* [Ziel] Ordne sämtliche Zeilen aller folgenden Datensätze als nummerierte Liste an und lass dabei Leerzeilen weg. Die Bilder kommen in der Antwort nicht vor.

* [Datenzeilen]
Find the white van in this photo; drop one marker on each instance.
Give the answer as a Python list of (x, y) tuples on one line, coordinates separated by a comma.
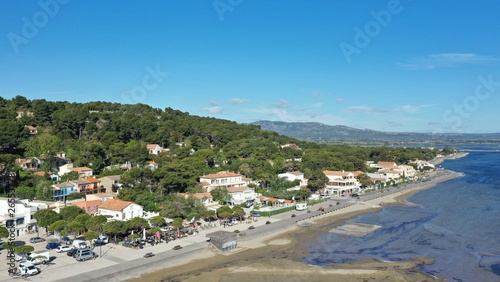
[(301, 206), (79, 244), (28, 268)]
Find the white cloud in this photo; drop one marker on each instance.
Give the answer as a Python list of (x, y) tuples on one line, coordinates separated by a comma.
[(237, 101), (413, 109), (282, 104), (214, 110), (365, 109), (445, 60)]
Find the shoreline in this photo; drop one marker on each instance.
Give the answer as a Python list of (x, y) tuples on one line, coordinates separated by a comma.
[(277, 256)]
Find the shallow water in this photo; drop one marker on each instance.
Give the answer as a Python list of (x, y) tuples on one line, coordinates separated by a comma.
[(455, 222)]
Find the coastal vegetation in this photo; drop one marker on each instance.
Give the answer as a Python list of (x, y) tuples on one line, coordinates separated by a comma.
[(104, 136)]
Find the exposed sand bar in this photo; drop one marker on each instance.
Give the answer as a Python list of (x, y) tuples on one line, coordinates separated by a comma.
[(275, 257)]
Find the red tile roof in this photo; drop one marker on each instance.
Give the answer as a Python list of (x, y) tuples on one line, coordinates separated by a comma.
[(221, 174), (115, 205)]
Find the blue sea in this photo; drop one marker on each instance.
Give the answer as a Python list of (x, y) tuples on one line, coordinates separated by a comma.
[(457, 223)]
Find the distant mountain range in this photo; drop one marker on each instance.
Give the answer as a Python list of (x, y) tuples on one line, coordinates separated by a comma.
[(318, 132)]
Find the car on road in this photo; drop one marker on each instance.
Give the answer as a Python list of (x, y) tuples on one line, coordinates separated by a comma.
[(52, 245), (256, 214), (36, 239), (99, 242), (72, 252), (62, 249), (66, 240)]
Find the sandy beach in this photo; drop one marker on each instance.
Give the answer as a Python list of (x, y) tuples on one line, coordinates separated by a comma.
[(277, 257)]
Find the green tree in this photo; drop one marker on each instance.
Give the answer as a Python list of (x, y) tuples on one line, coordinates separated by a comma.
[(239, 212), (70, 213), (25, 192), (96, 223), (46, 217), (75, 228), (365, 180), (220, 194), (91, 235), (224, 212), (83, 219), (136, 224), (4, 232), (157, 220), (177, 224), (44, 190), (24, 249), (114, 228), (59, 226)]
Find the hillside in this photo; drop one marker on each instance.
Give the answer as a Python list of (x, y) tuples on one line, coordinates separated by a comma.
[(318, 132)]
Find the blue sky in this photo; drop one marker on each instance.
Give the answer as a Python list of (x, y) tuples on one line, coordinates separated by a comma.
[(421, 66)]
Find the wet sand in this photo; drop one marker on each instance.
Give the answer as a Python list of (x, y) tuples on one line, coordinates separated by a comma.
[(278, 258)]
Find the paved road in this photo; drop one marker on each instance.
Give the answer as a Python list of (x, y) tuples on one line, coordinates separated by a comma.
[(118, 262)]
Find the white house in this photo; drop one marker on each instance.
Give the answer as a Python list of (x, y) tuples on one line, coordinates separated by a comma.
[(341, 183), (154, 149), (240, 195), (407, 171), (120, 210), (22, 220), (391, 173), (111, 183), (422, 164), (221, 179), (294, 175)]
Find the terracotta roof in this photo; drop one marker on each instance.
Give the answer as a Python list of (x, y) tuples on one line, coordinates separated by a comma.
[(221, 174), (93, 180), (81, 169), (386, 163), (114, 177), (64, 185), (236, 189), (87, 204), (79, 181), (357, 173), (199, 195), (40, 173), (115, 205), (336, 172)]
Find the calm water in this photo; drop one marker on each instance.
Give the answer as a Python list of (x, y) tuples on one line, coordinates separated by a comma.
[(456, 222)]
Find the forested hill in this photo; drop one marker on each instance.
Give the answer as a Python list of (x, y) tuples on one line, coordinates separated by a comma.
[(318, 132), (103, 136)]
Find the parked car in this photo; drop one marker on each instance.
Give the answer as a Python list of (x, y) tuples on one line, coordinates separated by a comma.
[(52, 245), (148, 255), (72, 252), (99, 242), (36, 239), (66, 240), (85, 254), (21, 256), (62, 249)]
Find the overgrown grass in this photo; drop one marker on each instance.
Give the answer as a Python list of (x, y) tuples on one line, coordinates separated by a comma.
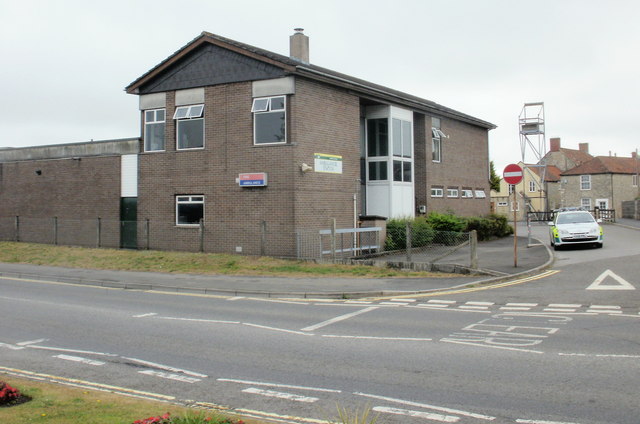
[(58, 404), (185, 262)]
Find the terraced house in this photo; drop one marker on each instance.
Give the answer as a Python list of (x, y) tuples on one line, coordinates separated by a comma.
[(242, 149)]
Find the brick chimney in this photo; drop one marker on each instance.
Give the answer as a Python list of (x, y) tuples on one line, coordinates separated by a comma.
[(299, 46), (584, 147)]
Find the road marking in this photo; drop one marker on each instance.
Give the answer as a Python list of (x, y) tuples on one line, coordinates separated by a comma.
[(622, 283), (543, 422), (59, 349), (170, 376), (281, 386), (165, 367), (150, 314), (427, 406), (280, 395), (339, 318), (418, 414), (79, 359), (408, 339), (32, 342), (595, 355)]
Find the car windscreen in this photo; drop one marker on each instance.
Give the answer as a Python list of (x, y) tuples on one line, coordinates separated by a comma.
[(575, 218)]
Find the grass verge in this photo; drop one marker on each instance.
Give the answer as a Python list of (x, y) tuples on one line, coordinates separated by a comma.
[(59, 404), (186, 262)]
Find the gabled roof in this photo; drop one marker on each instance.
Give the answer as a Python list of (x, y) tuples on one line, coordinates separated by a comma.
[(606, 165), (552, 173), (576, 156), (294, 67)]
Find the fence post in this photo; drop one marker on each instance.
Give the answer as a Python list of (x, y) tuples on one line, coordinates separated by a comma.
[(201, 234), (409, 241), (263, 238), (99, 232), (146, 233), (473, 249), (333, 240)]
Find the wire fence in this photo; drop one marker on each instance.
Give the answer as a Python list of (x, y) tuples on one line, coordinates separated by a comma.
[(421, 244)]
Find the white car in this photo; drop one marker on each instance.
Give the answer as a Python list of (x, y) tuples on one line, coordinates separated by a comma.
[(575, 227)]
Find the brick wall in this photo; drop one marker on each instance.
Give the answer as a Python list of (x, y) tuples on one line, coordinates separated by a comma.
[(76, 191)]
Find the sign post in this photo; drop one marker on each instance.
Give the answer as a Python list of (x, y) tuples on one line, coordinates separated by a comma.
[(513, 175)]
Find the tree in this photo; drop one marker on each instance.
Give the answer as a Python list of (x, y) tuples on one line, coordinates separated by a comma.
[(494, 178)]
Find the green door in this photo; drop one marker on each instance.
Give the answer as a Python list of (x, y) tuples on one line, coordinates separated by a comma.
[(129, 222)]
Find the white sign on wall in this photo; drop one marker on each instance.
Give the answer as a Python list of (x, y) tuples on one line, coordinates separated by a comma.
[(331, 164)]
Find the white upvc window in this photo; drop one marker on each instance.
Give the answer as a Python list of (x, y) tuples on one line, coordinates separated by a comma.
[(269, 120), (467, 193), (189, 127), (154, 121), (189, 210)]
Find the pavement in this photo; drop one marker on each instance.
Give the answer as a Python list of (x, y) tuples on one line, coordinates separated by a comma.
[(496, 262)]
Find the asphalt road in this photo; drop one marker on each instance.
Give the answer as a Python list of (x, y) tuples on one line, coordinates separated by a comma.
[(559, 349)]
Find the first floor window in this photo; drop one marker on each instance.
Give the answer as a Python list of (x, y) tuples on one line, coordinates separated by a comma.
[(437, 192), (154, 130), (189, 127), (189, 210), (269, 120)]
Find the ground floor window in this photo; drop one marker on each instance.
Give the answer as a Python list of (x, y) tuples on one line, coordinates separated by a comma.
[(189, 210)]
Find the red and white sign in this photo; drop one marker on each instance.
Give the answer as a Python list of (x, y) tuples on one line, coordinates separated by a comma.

* [Ergebnis]
1. Find the white van in this photo; drop one marker on each instance.
2. Give the answer as a Python list of (x, y) tuples on one line, coordinates separated by a comma.
3. [(301, 206), (79, 244), (28, 268)]
4. Find the white cloud in this photo; drop one marker on each instance.
5. Give the answer as a Python list of (x, y) tuples on one line, coordinates separated by a comma.
6. [(237, 101), (413, 109), (282, 104), (214, 110), (365, 109), (445, 60)]
7. Find the shoreline in this photo; drop one marker on each instance.
8. Give the answer as a Python list of (x, y) tuples on one line, coordinates separated by a comma.
9. [(277, 256)]
10. Find the shallow water in this photo; drop one marker on each instance.
11. Give the answer as a Python list of (x, y) tuples on one line, coordinates separated by a comma.
12. [(455, 222)]
13. Find the coastal vegetation in this photo; drop one marker on each instance.
14. Give the answer as a Python list of (x, y) tuples on one line, coordinates separated by a comma.
15. [(104, 136)]
16. Find the exposed sand bar in this photo; drop one marker on each instance.
17. Give the answer as a Python list of (x, y) tuples on one line, coordinates separated by a comma.
18. [(275, 257)]
19. Find the red tile roof in this photo; drop one marker on each instance.
20. Give the answer as a Python list of (x, y) tuples on one line, coordinates separated by a comma.
21. [(221, 174), (115, 205)]
22. Find the blue sea in this photo; drop one marker on each instance.
23. Give the answer as a Python list of (x, y) tuples on one line, coordinates separated by a comma.
24. [(457, 223)]
25. Find the distant mountain range in this photo; drop one marker on each instance.
26. Give the answer as a Python list of (x, y) tuples on one line, coordinates separated by a comma.
27. [(318, 132)]
28. Find the car on road in this photo; drop one marker on each instance.
29. Give the answer as a Python list of (x, y) tuples on one line, coordinates separated by a comma.
30. [(52, 245), (256, 214), (36, 239), (99, 242), (72, 252), (62, 249), (66, 240)]
31. Find the sandy beach in this photo; drop one marker on each instance.
32. Give the answer as a Python list of (x, y) tuples on one line, coordinates separated by a comma.
33. [(277, 257)]
34. Find the green tree in this photo; drop one marker on each instance.
35. Give the answer as a Python list of (x, y) tuples on one line, coordinates separated by a comma.
36. [(239, 212), (70, 213), (25, 192), (96, 223), (46, 217), (75, 228), (365, 180), (220, 194), (91, 235), (224, 212), (83, 219), (136, 224), (4, 232), (157, 220), (177, 224), (44, 190), (24, 249), (114, 228), (59, 226)]
37. Find the hillside in this photo; drop one marker on each instance.
38. Give the answer as a Python list of (x, y) tuples on one line, coordinates separated by a comma.
39. [(318, 132)]
40. Find the blue sky in this photo; drop one marker on each instance.
41. Give the answer as a Python list of (x, y) tuples on one line, coordinates separated by a comma.
42. [(421, 66)]
43. Find the wet sand in this photo; drop one marker on each instance.
44. Give the answer as a Python list of (x, y) tuples on one line, coordinates separated by a comma.
45. [(278, 258)]
46. Find the paved road in this photo; drop one marker on each instance.
47. Give the answer as a Python list of (x, y) tuples on one line, coordinates separated by a comma.
48. [(118, 262)]
49. Find the white house in this photo; drop one marker on each instance.
50. Give the answer as a Python list of (x, y) tuples on one line, coordinates separated by a comma.
51. [(341, 183), (154, 149), (240, 195), (407, 171), (120, 210), (22, 220), (391, 173), (111, 183), (422, 164), (221, 179), (294, 175)]
52. Find the terracotta roof in this photo; drop one marker on each instance.
53. Give the answer as a Python list of (x, y) tuples on one line, coordinates separated by a comma.
54. [(221, 174), (93, 180), (81, 169), (386, 163), (114, 177), (64, 185), (236, 189), (87, 204), (79, 181), (357, 173), (199, 195), (40, 173), (115, 205), (336, 172)]
55. Find the calm water in this photo; drop one marker on each instance.
56. Give the answer as a Python list of (x, y) tuples on one line, coordinates separated by a comma.
57. [(456, 222)]
58. Find the forested hill in this photo; drop one marker on each instance.
59. Give the answer as a Python list of (x, y) tuples on one line, coordinates separated by a comma.
60. [(318, 132), (103, 136)]
61. Find the parked car in this photo; drop one marker on each instance.
62. Give the answer as a Python list of (x, y) tuples on one line, coordinates separated by a comma.
63. [(52, 245), (148, 255), (72, 252), (99, 242), (36, 239), (66, 240), (85, 254), (21, 256), (62, 249)]
64. Find the overgrown grass in this photo; drop one marker on each instance.
65. Give the answer as a Python list of (x, y) tuples on one line, coordinates separated by a comma.
66. [(58, 404), (185, 262)]
67. Find the terraced house in this photo; drop one marker on each instance.
68. Give the answer as a Python list of (x, y) tuples on one line, coordinates separated by a comma.
69. [(242, 149)]
70. Find the brick chimney in this photo; drop one marker on each instance.
71. Give the answer as a Python list of (x, y) tuples on one line, coordinates separated by a comma.
72. [(299, 46), (584, 147)]
73. Find the road marking in this photo; drop one marker on each instance.
74. Give the answer as a Python list of (x, y) tuples on one line, coordinates separated by a comma.
75. [(622, 283), (543, 422), (59, 349), (170, 376), (281, 386), (165, 367), (150, 314), (427, 406), (280, 395), (339, 318), (418, 414), (79, 359), (408, 339), (32, 342), (595, 355)]
76. Find the car windscreen in this photo; drop one marker on each instance.
77. Give the answer as a Python list of (x, y) tuples on one line, coordinates separated by a comma.
78. [(575, 218)]
79. Find the grass verge in this photo; drop one marker on each instance.
80. Give the answer as a Python list of (x, y) tuples on one line, coordinates separated by a comma.
81. [(59, 404), (186, 262)]
82. Find the gabled roof in this photo; drop one marker on each instance.
83. Give the answer as a Python list of (x, y) tuples on one line, coordinates separated by a comma.
84. [(606, 165), (552, 173), (576, 156), (294, 67)]
85. Find the fence post in this photo; drop one marker on each instance.
86. Give the answer as a Python list of (x, y) tuples on one line, coordinates separated by a comma.
87. [(201, 234), (409, 241), (263, 238), (99, 232), (146, 233), (473, 249), (333, 240)]
88. Find the wire fence in this photo; drop one marker on each instance.
89. Give the answer as a Python list of (x, y) tuples on one line, coordinates separated by a comma.
90. [(421, 244)]
91. Find the white car in this photo; drop one marker on each instance.
92. Give the answer as a Python list of (x, y) tuples on one line, coordinates separated by a comma.
93. [(575, 227)]
94. Find the brick wall in this photo; drop one marker on each instance.
95. Give the answer as a Python list of (x, y) tuples on one line, coordinates separated by a comma.
96. [(76, 191)]
97. Find the sign post in this photo; drop one marker on each instance.
98. Give the answer as a Python list of (x, y) tuples on one line, coordinates separated by a comma.
99. [(513, 175)]
100. Find the tree in this photo; drop one marker on each instance.
101. Give the answer as a Python list of (x, y) tuples on one line, coordinates separated by a comma.
102. [(494, 178)]
103. Find the green door in this photo; drop one marker on each instance.
104. Give the answer as a Python list of (x, y) tuples on one line, coordinates separated by a comma.
105. [(129, 222)]
106. Find the white sign on wall in this photo; drop one marker on each instance.
107. Give the answer as a Python list of (x, y) tuples on one line, coordinates separated by a comma.
108. [(331, 164)]
109. Find the white upvc window in this photo; drop one marker on each instance.
110. Give the answer as a Python list of (x, y) tuples on one line, coordinates separated by a comma.
111. [(269, 120), (467, 193), (189, 127), (154, 121), (189, 210)]
112. Find the pavement in this photo; drop one marker on each instance.
113. Give the answer as a Python list of (x, y) tuples on one line, coordinates separated by a comma.
114. [(496, 262)]
115. Find the asphalt road in this photo; drop one marker on each instance.
116. Give the answer as a Python list of (x, y) tuples on one line, coordinates separated by a comma.
117. [(559, 349)]
118. Find the first floor window in this photo; drop one marker on each instance.
119. Give the answer as a Python list of (x, y) tuples on one line, coordinates separated by a comma.
120. [(437, 192), (154, 130), (189, 127), (189, 210), (269, 120)]
121. Find the ground floor window in this photo; drop one marker on each instance.
122. Give the answer as a Python list of (x, y) tuples on one line, coordinates separated by a comma.
123. [(189, 210)]
124. Find the red and white sign in this photo; drop one marker on each instance.
125. Give the answer as a Python list of (x, y) tuples on one line, coordinates separated by a comma.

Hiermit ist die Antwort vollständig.